-- start Given records --

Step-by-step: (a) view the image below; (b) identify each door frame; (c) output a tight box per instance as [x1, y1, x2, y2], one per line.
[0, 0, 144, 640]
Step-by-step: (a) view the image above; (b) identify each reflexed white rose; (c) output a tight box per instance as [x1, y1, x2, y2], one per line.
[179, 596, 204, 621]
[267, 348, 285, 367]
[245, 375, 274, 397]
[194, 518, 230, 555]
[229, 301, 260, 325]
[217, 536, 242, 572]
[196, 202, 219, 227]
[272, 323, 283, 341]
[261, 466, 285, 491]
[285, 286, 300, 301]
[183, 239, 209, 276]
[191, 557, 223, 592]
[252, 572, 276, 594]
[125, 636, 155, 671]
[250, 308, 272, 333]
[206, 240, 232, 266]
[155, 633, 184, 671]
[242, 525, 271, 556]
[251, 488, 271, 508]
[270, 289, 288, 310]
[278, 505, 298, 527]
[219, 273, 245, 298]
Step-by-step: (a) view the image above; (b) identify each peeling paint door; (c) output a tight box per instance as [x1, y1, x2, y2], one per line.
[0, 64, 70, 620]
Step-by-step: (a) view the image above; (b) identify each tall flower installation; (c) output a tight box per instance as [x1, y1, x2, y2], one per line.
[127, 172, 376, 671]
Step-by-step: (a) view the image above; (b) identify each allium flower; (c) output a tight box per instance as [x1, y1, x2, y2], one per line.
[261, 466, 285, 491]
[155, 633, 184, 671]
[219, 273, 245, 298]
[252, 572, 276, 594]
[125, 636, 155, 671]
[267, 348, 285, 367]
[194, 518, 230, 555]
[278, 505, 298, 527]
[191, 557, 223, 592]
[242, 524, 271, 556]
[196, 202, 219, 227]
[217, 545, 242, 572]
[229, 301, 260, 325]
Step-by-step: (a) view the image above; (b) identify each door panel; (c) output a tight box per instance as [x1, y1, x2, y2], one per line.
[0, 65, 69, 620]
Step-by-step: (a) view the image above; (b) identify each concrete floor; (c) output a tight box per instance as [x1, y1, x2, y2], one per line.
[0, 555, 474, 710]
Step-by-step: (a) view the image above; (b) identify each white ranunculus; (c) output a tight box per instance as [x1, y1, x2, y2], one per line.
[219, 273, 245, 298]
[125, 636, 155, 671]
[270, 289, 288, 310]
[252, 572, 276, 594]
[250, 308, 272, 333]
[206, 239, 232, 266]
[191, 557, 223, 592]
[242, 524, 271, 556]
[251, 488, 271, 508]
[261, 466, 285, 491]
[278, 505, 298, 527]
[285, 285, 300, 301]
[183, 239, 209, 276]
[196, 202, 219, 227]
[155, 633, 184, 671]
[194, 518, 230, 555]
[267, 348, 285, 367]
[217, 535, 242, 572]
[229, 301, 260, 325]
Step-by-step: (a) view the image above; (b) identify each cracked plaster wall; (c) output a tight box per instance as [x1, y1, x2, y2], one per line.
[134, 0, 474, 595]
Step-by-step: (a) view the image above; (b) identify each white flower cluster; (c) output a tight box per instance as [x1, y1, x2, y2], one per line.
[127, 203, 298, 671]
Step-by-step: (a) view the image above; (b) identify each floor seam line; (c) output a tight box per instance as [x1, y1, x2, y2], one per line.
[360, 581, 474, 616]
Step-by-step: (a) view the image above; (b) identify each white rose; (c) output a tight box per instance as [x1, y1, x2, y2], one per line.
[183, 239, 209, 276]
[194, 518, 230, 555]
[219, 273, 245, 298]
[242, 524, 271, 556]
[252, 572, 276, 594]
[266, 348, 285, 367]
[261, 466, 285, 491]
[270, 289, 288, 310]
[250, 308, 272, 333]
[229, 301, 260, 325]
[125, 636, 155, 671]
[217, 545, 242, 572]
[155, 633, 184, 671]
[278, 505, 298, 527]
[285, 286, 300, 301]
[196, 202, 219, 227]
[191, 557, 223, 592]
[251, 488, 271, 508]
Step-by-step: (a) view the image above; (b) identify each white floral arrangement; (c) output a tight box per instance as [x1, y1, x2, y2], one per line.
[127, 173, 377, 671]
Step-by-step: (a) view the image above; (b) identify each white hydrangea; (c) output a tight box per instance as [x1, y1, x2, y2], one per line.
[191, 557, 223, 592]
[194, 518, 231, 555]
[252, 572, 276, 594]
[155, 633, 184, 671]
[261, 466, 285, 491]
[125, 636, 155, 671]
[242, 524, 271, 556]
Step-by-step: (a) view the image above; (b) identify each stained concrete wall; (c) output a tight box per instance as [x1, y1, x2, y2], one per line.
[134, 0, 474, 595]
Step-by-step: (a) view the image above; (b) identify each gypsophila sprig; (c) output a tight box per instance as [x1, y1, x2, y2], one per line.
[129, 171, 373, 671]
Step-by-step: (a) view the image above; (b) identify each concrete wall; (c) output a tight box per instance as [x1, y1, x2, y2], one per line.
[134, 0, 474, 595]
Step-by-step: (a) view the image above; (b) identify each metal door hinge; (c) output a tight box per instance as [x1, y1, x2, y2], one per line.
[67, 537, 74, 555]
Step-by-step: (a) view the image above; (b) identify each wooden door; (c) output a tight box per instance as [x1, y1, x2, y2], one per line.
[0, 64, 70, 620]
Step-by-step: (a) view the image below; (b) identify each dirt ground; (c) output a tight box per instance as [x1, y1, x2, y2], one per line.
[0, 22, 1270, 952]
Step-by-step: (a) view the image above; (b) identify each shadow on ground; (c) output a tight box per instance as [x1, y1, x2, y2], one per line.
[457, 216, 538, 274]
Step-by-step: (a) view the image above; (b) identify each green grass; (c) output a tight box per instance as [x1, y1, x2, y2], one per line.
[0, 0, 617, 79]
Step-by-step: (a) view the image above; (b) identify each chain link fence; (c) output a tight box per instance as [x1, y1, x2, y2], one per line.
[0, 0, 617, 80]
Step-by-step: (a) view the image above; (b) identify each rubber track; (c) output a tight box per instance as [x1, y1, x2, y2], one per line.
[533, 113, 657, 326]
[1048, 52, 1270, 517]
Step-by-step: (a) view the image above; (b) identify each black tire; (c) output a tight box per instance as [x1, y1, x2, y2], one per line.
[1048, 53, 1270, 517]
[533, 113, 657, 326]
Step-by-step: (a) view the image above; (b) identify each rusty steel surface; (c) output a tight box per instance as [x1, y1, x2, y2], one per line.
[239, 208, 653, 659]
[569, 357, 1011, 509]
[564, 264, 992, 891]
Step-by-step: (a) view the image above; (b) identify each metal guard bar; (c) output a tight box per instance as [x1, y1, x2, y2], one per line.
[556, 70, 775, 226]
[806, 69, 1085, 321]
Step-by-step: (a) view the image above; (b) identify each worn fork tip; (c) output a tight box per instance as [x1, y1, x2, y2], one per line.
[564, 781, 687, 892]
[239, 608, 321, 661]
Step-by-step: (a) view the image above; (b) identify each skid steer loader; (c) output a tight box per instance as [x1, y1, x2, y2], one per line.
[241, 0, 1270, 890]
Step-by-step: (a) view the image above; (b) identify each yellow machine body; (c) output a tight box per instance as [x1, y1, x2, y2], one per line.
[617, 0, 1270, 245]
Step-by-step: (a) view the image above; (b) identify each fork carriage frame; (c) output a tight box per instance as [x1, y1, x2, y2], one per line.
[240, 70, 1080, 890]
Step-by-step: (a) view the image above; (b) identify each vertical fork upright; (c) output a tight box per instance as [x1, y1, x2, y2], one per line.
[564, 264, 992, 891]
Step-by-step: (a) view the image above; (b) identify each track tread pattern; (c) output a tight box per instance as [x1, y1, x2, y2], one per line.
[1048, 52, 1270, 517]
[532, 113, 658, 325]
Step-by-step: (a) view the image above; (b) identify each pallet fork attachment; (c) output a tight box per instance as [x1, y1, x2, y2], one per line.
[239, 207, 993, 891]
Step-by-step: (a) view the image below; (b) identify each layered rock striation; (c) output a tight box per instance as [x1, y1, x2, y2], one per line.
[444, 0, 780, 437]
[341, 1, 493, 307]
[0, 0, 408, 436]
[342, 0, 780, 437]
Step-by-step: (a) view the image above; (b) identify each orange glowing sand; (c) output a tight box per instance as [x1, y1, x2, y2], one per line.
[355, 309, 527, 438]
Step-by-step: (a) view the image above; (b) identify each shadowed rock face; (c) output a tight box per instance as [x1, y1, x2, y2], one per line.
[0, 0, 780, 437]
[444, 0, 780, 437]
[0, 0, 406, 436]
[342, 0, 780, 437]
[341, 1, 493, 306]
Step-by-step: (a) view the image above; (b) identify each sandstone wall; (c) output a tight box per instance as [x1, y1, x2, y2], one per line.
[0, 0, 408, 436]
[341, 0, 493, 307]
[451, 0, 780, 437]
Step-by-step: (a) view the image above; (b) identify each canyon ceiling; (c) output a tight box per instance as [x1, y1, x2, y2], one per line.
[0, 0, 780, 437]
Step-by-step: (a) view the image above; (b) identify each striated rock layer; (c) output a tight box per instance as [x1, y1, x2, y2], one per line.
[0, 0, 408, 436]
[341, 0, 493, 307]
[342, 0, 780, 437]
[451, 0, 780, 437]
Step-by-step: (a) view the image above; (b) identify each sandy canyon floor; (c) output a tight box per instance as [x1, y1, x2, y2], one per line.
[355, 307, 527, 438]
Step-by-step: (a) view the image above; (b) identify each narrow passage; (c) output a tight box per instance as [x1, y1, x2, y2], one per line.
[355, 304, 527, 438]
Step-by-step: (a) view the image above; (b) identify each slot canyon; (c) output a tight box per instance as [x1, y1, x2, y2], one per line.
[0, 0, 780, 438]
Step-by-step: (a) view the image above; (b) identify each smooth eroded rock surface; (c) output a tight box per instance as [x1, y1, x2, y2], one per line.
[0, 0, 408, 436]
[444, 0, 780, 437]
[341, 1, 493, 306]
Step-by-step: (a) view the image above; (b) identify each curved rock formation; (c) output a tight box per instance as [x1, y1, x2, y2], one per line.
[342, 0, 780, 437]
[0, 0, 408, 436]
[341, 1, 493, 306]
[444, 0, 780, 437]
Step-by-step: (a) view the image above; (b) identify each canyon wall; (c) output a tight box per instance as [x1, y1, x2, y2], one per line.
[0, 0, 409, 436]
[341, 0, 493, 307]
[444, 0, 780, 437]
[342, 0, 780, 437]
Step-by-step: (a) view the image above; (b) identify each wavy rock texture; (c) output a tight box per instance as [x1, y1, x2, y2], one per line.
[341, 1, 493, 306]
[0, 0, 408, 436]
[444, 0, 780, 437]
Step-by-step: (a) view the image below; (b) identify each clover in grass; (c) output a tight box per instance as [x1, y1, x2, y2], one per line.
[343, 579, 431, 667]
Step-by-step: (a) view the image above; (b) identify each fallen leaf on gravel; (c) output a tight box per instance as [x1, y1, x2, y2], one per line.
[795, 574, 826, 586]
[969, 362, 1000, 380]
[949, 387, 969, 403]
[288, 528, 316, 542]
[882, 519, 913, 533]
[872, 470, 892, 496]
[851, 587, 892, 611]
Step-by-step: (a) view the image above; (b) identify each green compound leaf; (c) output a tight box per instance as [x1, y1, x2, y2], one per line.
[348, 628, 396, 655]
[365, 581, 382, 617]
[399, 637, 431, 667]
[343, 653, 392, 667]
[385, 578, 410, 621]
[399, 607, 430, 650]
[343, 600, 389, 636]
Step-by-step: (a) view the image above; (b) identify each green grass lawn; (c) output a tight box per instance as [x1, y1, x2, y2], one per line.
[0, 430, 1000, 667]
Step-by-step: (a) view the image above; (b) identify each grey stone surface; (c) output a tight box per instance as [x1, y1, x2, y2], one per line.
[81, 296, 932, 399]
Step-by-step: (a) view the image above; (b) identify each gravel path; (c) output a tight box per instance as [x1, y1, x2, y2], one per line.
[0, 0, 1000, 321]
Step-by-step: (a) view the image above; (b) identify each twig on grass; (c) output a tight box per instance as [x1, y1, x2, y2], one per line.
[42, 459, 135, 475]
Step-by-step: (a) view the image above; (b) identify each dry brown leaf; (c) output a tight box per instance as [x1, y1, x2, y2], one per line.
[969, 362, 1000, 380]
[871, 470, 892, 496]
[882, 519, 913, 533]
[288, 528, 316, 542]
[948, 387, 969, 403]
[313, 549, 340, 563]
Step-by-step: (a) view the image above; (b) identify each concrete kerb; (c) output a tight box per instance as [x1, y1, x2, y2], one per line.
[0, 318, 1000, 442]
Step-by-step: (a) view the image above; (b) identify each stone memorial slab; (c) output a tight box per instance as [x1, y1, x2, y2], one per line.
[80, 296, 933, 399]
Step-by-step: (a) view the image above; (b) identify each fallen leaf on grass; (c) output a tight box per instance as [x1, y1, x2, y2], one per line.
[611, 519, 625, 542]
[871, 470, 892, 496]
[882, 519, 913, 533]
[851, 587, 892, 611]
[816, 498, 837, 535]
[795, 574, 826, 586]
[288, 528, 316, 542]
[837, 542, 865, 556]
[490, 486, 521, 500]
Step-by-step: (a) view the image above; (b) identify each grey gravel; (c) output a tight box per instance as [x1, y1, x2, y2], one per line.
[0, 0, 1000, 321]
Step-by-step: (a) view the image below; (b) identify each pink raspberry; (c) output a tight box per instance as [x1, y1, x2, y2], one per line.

-- end Given records --

The exercise> Copy out verbatim the part of the records that opens with the line containing "Step-by-step: (a) view the image above; (b) identify each track" and closes with the line containing "[239, 207, 993, 891]", both lines included.

Solution to the exercise>
Step-by-step: (a) view the image above; (b) identify each track tread pattern; (c) output a tight box per instance as [x1, y1, x2, y2], one per line.
[1048, 52, 1270, 517]
[532, 113, 658, 325]
Step-by-step: (a) view the image above; (b) identify each pallet fork attachment; (c) output a tight box per instance as [x1, y1, x2, y2], one per line.
[239, 207, 993, 891]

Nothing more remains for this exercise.